*TESTO DI PARTENZA*:
☆ ☆ ☆ ☆

È concettualmente difficile immaginarsi un qualcosa con una massa negativa. È più facile ritenere che una particella di massa negativa non sia altro che l’antimateria del suo equivalente con massa positiva. In realtà, non è questo un ragionamento corretto.
Ad esempio, il positrone è l’antiparticella dell’elettrone perché il primo ha carica positiva ed il secondo negativa, non perché abbiano masse di segno opposto. Infatti entrambi hanno pur sempre una massa positiva.
Il tachione invece sarebbe qualcosa di molto diverso, di difficile intuizione, proprio perché ci porta ad immaginare un qualcosa che dovrebbe avere una massa, sostanzialmente un peso, negativa. La massa è per definizione positiva. Almeno così siamo portati a pensare.
Tuttavia, come ricordavamo anche in un nostro precedente articolo6, in fisica teorica ed in astrofisica il concetto di massa negativa non è nuovo e particolarmente sconvolgente perché è stato introdotto per fornire una valida spiegazione ad alcune singolari osservazioni, altrimenti incomprensibili, fatte su certe galassie incredibilmente lontane dal nostro sistema solare. La teoria del Big Bang, come noto, sostiene che l’universo sia in continua espansione e che le galassie si allontanino costantemente l’una dall’altra. Man mano che una galassia si allontana dalla nostra, per effetto Doppler, la luce che da essa giunge fino sulla Terra tende a spostarsi verso il colore rosso. Questo fenomeno è noto col termine di red shift7.

☆ ☆ ☆ ☆

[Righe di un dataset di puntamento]
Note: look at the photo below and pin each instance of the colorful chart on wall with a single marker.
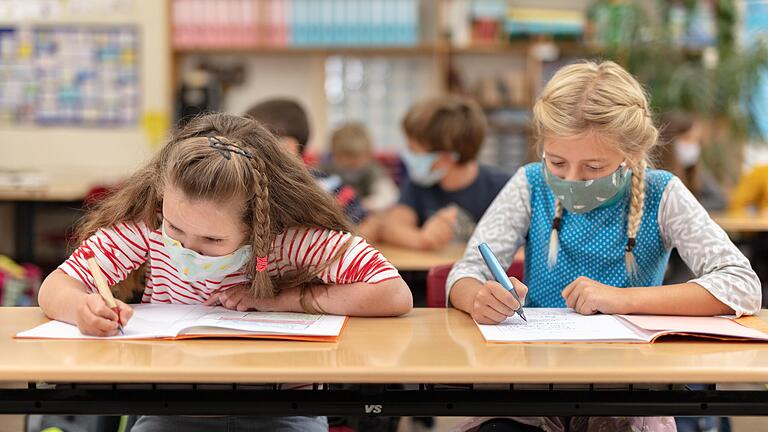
(69, 75)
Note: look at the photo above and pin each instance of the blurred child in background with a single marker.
(447, 191)
(680, 153)
(352, 160)
(287, 119)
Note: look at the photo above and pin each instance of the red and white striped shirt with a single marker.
(125, 246)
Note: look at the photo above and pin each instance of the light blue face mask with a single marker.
(420, 170)
(192, 266)
(584, 196)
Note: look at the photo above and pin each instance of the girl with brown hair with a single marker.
(223, 215)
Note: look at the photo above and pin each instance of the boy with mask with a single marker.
(447, 191)
(680, 135)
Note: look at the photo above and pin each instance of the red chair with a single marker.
(437, 276)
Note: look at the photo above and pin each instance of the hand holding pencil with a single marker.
(115, 310)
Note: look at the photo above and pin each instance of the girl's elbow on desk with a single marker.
(394, 297)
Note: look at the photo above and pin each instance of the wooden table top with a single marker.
(426, 346)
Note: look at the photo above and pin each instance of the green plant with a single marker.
(717, 83)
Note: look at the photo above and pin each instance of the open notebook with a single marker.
(566, 325)
(164, 321)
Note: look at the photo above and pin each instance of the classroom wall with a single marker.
(298, 77)
(106, 152)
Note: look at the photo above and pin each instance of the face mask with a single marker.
(584, 196)
(420, 170)
(192, 266)
(687, 153)
(352, 176)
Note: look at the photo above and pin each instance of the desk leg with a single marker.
(24, 231)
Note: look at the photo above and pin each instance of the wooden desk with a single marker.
(427, 347)
(60, 191)
(405, 259)
(741, 223)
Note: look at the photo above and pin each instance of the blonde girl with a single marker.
(598, 224)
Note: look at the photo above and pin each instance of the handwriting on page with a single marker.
(546, 324)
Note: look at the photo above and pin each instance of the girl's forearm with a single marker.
(679, 299)
(61, 296)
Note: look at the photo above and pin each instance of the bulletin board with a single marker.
(70, 75)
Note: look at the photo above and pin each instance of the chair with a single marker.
(437, 275)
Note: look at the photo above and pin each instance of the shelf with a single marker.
(310, 50)
(513, 47)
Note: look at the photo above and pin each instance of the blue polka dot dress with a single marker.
(592, 244)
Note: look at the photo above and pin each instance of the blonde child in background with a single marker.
(352, 160)
(680, 136)
(447, 190)
(598, 225)
(288, 120)
(223, 215)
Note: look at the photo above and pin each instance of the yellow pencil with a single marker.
(102, 285)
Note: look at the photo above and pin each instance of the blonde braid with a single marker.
(261, 285)
(635, 216)
(554, 241)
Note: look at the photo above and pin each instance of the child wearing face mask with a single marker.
(223, 215)
(352, 160)
(598, 225)
(680, 154)
(446, 190)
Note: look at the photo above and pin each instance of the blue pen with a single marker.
(500, 275)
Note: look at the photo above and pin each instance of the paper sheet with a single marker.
(151, 321)
(559, 325)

☆ ☆ ☆ ☆

*RICHIESTA ASSEGNATA 1*:
Puoi trasformare in un elenco il paragrafo del testo sulla massa negativa che comincia con «Ad esempio, il positrone», conservandone i fatti principali?
*RICHIESTA ASSEGNATA 2*:
Puoi riscrivere per intero le righe del dataset, partendo da quella che contiene "braid with a single marker." e proseguendo fino all'ultima riga del dataset inclusa? Moltiplica per 1,7 ogni coordinata dei punti e arrotondala all'intero, con le metà per eccesso.
Le righe non hanno alcun legame con il testo.

*RISULTATO 1*:
- Il positrone è l'antiparticella dell'elettrone.
- Lo è perché ha carica positiva, mentre l'elettrone ha carica negativa.
- Non lo è perché abbiano masse di segno opposto: entrambi hanno massa positiva.

*RISULTATO 2*:
Note: look at the photo above and pin each instance of the blonde braid with a single marker.
(444, 485)
(1080, 367)
(942, 410)
Note: look at the photo above and pin each instance of the child wearing face mask with a single marker.
(379, 366)
(598, 272)
(1017, 383)
(1156, 262)
(758, 323)
Note: look at the photo above and pin each instance of the blue pen with a single marker.
(850, 468)
Note: look at the photo above and pin each instance of the paper sheet with a single marker.
(257, 546)
(950, 553)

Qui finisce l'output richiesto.